Document excerpt:
......

# I am considering a C Class



## patzx12 (Apr 6, 2009)

Hi All,
Im more than happy with my 07 Ducato 160, i tow my BMW R1200GSA wherever we go. We are motorcyclists first and motorhomers second.
We do enjoy combining both. 
I have been looking at American RV's for a while and now intend to buy. I want the shortest one i can get, no slide outs.
I like the look of the C Class on a Chevrolet chassis, i am a GM man and have a V8 Cadillac.
I will be constructing a rear carrier for the BMW.
A C class is wider than the length of the bike.
The RV is only for 2 people. 
With the milage i do i would be happy with 15mph if it has LPG more the better, i dont think i would bother with doing a conversion.
I will be keeping my Ducato campervan for a while anyway.
I have never actually driven an RV, i do like a bit of power so i hope the speed and power of a RV dosent dissapoint. The 160 Ducato is very fast.
Any comments or advice is welcome


----------



## raynipper (Aug 4, 2008)

Make sure you take it for a good test drive first as most American 'C' class RVs are overbodied and can wallow.

Ray.


----------



## loddy (Feb 12, 2007)

I have one to sell if interested PM me


----------

......

Listing:
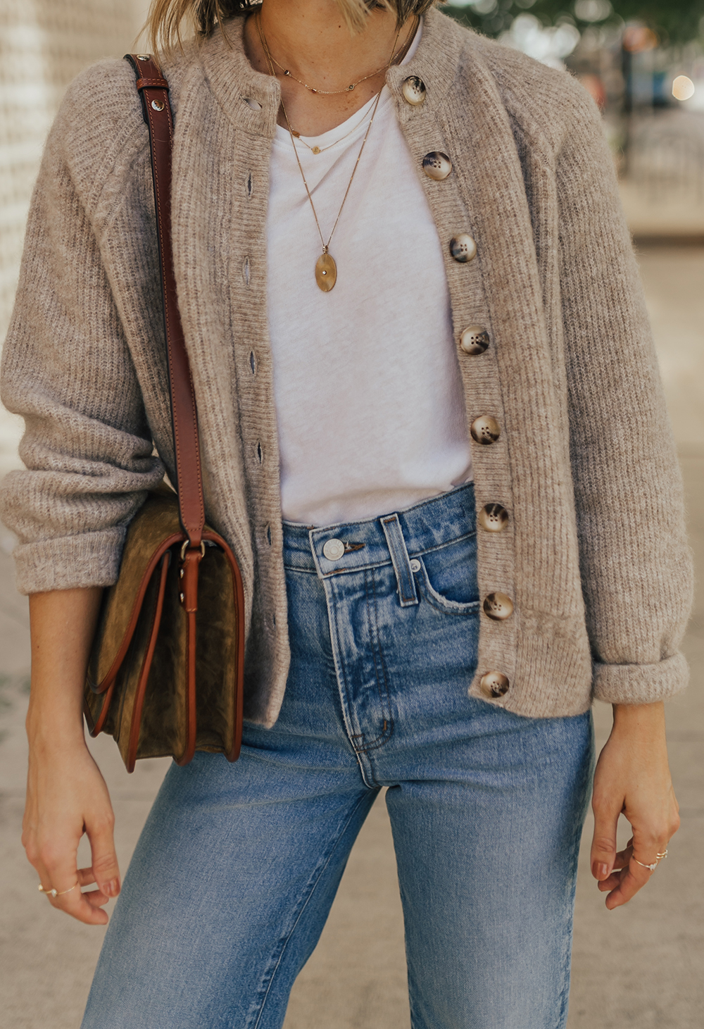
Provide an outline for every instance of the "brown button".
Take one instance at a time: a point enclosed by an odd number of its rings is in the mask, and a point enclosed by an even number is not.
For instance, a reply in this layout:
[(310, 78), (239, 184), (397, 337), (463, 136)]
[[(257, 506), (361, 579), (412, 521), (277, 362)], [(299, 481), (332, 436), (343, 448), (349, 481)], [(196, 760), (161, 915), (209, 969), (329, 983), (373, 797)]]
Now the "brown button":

......

Required tasks:
A. Answer each question from the RV forum thread:
(i) Which motorcycle does patzx12 tow?
(ii) On which make of chassis does patzx12 like the look of the C Class?
(iii) According to raynipper, what are most American 'C' class RVs?
B. Transcribe the RV forum thread between "With the milage" and "and can wallow.", inclusive.
Answer from the RV forum thread alone, not from the listing.

Outputs by task:
A.
(i) A BMW R1200GSA.
(ii) Chevrolet.
(iii) Overbodied, and they can wallow.

B.
With the milage i do i would be happy with 15mph if it has LPG more the better, i dont think i would bother with doing a conversion.
I will be keeping my Ducato campervan for a while anyway.
I have never actually driven an RV, i do like a bit of power so i hope the speed and power of a RV dosent dissapoint. The 160 Ducato is very fast.
Any comments or advice is welcome


----------



## raynipper (Aug 4, 2008)

Make sure you take it for a good test drive first as most American 'C' class RVs are overbodied and can wallow.